**Records for the exercise**

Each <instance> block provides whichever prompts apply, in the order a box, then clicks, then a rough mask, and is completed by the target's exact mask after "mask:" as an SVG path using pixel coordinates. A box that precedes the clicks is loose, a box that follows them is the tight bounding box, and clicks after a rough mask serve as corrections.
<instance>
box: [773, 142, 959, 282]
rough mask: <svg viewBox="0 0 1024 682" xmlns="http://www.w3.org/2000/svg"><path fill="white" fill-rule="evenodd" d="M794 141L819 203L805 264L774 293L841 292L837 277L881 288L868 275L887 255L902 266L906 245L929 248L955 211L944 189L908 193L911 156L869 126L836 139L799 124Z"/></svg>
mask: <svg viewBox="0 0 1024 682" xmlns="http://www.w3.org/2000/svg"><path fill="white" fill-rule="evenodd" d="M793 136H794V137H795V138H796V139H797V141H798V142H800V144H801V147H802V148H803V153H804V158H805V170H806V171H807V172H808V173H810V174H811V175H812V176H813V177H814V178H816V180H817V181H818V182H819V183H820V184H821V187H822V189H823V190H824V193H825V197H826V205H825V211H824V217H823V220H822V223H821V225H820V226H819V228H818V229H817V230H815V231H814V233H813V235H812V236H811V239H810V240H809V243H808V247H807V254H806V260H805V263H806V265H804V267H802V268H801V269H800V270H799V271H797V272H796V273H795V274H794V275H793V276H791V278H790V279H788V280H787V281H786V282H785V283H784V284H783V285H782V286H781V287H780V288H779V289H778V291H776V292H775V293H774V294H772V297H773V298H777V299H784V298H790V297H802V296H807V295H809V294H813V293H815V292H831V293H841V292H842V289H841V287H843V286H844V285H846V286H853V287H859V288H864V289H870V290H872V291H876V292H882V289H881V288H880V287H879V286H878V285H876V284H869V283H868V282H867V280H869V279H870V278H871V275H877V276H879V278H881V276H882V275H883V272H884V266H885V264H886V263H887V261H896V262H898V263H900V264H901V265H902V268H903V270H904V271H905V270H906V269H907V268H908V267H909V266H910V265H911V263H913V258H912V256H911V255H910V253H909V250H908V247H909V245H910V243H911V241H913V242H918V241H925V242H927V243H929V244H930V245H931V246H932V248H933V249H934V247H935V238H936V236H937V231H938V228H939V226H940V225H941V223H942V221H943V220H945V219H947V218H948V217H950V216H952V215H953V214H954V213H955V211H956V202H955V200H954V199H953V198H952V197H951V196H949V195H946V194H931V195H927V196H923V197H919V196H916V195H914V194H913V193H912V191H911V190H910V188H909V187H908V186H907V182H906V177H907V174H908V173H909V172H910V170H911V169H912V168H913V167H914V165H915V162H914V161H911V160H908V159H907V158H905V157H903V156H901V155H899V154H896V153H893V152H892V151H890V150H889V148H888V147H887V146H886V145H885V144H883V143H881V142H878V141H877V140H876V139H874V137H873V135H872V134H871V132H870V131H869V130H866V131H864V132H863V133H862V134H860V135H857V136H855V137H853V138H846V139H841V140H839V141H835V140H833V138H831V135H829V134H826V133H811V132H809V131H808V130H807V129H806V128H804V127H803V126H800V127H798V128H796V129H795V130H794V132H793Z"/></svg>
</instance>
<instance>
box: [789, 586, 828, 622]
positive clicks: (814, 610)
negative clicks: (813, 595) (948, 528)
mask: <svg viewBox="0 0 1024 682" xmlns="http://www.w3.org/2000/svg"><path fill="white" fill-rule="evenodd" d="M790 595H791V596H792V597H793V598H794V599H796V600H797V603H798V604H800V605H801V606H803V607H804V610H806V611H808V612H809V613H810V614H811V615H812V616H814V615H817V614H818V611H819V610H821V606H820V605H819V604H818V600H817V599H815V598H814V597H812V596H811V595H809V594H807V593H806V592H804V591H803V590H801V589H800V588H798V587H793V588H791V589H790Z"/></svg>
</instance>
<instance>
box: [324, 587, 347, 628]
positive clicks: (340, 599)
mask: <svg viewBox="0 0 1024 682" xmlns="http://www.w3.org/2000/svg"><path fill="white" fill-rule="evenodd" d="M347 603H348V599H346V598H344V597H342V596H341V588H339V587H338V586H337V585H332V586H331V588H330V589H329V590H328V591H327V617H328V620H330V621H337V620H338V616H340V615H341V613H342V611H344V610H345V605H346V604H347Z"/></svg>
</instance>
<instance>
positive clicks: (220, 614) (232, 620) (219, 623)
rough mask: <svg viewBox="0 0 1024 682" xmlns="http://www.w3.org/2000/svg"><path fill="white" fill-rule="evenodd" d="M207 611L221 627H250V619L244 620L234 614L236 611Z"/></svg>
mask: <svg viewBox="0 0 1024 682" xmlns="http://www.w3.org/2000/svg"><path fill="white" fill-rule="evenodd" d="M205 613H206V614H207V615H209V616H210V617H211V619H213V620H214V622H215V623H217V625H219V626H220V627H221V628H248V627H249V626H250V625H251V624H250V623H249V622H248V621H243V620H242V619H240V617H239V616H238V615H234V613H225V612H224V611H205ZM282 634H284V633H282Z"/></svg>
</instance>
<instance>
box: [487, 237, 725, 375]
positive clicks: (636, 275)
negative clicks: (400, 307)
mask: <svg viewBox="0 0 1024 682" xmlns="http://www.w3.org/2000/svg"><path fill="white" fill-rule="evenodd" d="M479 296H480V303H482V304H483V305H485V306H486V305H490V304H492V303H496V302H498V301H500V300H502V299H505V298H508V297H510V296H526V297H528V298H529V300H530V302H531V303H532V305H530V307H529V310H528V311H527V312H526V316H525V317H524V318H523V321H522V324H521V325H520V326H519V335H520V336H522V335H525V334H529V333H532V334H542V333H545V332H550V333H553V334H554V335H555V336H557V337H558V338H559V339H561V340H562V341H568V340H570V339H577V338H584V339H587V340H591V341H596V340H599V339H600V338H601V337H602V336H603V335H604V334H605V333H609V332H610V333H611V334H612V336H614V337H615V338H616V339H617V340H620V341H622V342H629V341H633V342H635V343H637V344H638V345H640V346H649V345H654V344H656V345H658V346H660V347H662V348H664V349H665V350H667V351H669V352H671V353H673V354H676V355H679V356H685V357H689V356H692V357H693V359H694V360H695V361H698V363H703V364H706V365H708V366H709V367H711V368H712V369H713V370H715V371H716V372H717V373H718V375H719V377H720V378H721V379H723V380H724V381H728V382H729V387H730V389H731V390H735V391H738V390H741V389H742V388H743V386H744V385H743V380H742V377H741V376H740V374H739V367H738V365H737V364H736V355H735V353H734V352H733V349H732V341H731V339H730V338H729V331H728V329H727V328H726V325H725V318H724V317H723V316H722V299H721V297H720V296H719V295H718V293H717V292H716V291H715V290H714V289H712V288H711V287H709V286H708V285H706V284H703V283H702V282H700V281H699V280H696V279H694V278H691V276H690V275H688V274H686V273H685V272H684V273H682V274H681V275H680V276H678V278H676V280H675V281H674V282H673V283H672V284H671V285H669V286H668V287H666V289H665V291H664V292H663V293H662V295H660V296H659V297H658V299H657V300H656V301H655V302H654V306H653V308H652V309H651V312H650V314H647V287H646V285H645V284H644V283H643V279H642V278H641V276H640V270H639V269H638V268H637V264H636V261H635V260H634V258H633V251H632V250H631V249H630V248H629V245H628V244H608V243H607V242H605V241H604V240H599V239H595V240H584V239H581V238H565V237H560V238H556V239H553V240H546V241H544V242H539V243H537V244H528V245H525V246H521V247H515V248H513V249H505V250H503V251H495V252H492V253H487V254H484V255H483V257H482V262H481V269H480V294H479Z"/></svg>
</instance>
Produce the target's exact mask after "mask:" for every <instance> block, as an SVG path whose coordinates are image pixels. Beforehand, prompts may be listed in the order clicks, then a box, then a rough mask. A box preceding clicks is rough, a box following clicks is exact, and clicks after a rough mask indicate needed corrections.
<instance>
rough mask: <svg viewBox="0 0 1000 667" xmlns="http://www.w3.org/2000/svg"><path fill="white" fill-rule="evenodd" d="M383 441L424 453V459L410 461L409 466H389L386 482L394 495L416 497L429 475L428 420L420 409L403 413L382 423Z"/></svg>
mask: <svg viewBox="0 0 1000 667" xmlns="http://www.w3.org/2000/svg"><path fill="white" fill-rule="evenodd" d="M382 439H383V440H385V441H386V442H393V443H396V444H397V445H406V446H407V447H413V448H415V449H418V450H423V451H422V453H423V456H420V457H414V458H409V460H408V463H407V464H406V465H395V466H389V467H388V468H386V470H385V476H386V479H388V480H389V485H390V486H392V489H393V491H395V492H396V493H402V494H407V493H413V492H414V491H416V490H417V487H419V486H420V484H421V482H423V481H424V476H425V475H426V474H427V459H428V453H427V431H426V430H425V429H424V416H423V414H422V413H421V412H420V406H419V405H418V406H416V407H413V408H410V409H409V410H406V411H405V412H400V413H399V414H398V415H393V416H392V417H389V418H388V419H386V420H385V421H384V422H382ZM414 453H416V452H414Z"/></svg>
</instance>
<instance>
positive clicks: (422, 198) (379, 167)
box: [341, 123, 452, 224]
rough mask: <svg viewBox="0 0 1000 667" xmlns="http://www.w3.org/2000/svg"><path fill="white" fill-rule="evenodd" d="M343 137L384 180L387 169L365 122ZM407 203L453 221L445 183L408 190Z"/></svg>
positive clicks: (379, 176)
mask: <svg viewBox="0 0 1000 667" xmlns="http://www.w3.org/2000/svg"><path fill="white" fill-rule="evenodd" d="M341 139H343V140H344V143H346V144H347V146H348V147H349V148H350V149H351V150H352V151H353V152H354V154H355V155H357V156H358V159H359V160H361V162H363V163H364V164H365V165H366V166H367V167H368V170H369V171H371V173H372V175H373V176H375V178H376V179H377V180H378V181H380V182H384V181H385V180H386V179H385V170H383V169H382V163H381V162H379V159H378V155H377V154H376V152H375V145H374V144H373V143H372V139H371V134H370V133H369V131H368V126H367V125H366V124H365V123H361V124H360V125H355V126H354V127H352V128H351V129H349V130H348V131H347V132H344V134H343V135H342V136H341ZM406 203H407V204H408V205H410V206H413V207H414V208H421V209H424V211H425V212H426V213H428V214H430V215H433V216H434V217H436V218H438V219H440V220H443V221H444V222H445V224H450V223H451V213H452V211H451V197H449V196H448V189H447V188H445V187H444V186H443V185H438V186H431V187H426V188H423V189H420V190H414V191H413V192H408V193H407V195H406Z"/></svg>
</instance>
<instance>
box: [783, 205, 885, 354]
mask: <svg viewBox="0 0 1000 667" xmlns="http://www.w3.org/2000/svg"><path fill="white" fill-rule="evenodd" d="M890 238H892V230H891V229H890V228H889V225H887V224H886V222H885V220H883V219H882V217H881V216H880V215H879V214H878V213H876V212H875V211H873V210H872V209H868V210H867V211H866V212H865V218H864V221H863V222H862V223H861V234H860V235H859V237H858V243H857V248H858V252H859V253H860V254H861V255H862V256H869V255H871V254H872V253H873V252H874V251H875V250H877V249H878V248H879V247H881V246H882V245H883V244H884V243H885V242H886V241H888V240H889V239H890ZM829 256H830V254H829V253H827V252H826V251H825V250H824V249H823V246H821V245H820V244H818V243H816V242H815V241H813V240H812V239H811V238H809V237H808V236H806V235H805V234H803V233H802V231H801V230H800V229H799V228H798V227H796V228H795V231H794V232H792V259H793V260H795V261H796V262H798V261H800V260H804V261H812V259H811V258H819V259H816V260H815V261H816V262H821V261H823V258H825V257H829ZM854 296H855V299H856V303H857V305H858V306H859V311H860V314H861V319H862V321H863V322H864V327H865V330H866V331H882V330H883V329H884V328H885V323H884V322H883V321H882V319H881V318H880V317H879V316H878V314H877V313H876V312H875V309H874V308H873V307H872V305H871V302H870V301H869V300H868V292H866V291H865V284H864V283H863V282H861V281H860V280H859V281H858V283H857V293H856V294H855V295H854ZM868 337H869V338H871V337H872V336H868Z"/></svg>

**Exercise goal**
Lines in the data that include the word "corrections" should all be copied.

**Result for this task**
Each <instance> block provides whichever prompts apply, in the order a box, then clicks, then a rough mask, and is completed by the target's exact mask after "mask:" as an SVG path using pixel coordinates. A box that precedes the clicks is loose, a box that follows them is the tight bounding box, and clicks after a rough mask serve as corrections.
Produce the target's exact mask after "mask:" for every <instance> block, as an SVG path whose coordinates are image pixels. Beforehand, prompts may be listed in the order clicks, then a box, then a rough mask. A box preceding clicks is rough, a box following clicks is exact, and clicks after a rough mask indicate needed corrections.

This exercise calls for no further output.